MATERIAL FOR THIS TASK:
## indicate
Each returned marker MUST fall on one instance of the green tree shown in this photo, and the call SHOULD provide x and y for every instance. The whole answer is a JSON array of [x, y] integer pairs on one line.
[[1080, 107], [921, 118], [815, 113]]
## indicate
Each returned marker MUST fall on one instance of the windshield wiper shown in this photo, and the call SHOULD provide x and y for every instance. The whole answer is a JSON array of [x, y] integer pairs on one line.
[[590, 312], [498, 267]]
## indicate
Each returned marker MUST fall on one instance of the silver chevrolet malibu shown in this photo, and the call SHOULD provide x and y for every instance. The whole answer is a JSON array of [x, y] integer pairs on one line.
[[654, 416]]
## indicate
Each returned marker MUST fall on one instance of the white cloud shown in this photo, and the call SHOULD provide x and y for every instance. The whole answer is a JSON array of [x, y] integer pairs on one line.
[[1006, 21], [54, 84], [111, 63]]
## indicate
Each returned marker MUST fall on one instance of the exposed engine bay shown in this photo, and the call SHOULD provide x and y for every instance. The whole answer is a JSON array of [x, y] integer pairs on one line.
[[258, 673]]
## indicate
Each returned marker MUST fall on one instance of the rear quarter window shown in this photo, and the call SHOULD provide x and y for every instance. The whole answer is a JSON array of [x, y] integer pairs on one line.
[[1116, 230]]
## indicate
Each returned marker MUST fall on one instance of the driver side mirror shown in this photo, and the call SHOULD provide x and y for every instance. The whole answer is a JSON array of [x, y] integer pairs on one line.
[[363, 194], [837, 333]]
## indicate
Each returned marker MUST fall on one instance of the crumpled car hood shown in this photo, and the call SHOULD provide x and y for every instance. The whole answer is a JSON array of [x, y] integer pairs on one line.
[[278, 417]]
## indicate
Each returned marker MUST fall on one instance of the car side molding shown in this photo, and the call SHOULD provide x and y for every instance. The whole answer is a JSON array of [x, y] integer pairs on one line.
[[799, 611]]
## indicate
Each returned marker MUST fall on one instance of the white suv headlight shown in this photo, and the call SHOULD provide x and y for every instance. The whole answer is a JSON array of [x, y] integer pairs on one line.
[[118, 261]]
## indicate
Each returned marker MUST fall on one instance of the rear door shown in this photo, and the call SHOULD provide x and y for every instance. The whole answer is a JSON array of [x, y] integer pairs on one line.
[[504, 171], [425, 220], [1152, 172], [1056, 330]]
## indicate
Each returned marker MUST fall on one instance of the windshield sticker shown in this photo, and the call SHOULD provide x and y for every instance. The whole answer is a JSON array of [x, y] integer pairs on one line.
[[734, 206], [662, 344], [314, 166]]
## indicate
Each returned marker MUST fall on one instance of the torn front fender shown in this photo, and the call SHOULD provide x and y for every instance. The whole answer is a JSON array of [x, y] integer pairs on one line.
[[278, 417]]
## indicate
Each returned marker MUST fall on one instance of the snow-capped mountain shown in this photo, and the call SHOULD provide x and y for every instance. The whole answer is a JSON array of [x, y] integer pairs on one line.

WHAT IS EXPECTED:
Repeat word for word the lines above, starting at the very first line and ending at the line that contains "[[1080, 107], [921, 118], [815, 113]]", including that line.

TASK SOLUTION:
## indicate
Each returned marker MUST fall on one instance of the green tree shown in this photo, and the call SHOULD provide x and y for every instance. The whole answer is a JSON array of [x, y] integer pairs on one line.
[[1080, 107], [921, 118], [815, 113]]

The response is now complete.